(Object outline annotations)
## start

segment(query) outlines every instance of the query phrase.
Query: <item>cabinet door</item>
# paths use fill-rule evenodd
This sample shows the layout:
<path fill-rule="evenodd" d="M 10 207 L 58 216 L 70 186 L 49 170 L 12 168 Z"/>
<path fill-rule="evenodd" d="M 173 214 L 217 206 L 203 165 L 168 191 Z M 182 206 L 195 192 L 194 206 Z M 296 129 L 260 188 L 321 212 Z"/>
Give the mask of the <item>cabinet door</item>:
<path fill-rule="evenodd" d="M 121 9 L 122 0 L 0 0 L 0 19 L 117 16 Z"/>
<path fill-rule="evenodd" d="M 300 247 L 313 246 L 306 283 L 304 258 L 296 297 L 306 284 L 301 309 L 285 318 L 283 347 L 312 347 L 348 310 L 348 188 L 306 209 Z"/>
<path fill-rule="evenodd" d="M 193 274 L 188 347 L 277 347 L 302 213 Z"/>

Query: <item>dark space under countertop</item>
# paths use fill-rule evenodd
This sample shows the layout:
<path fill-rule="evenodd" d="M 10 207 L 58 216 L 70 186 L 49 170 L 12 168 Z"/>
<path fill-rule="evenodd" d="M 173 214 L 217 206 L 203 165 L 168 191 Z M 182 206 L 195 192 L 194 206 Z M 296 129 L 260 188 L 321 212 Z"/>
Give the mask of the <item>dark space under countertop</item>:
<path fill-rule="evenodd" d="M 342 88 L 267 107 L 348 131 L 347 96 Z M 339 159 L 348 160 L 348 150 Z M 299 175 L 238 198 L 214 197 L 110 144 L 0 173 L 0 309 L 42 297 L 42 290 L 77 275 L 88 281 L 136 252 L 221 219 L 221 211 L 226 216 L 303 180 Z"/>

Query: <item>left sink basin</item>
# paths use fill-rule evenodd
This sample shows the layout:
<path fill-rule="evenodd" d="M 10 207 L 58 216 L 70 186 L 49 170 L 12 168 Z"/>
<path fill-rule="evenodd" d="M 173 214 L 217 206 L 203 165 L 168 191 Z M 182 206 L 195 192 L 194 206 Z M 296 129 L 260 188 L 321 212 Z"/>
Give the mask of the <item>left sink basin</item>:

## end

## Exercise directions
Rewrite every row above, swapping "Give the mask of the" for "Return the outline of the" wherever it occurs and keeping everything else the same.

## Answer to this problem
segment(query) outlines every instance of the query phrase.
Query: <item>cabinet door</item>
# paths use fill-rule evenodd
This sample shows the layout:
<path fill-rule="evenodd" d="M 10 207 L 58 216 L 70 186 L 49 170 L 12 168 Z"/>
<path fill-rule="evenodd" d="M 173 214 L 217 206 L 203 165 L 168 191 Z M 182 206 L 195 192 L 194 206 Z M 296 129 L 260 188 L 321 212 Z"/>
Return the outline of the <item>cabinet door</item>:
<path fill-rule="evenodd" d="M 121 9 L 122 0 L 0 0 L 0 19 L 117 16 Z"/>
<path fill-rule="evenodd" d="M 300 247 L 313 246 L 306 283 L 304 258 L 296 297 L 306 284 L 301 309 L 285 318 L 283 347 L 312 347 L 348 310 L 348 188 L 306 209 Z"/>
<path fill-rule="evenodd" d="M 193 274 L 188 347 L 277 347 L 302 213 Z"/>

Query: <item>dark space under countertop</item>
# paths use fill-rule evenodd
This sample shows the layout:
<path fill-rule="evenodd" d="M 10 207 L 58 216 L 70 186 L 49 170 L 12 168 Z"/>
<path fill-rule="evenodd" d="M 173 214 L 217 206 L 203 165 L 168 191 Z M 182 206 L 195 192 L 194 206 Z M 296 129 L 260 188 L 321 212 Z"/>
Return the outline of the <item>dark space under countertop</item>:
<path fill-rule="evenodd" d="M 342 88 L 267 107 L 348 131 L 347 96 Z M 339 159 L 348 160 L 348 150 Z M 299 175 L 238 198 L 214 197 L 110 144 L 0 173 L 0 309 L 42 297 L 42 290 L 77 275 L 88 281 L 136 252 L 221 219 L 221 211 L 226 216 L 303 180 Z"/>

Query: <item>left sink basin</item>
# paths use fill-rule evenodd
This sample shows the layout:
<path fill-rule="evenodd" d="M 10 207 L 58 216 L 70 186 L 49 170 L 12 168 Z"/>
<path fill-rule="evenodd" d="M 173 214 L 217 206 L 203 165 L 168 191 Z M 182 206 L 195 192 L 194 206 Z M 296 129 L 260 188 L 321 212 Z"/>
Return the outline of the <item>left sink basin</item>:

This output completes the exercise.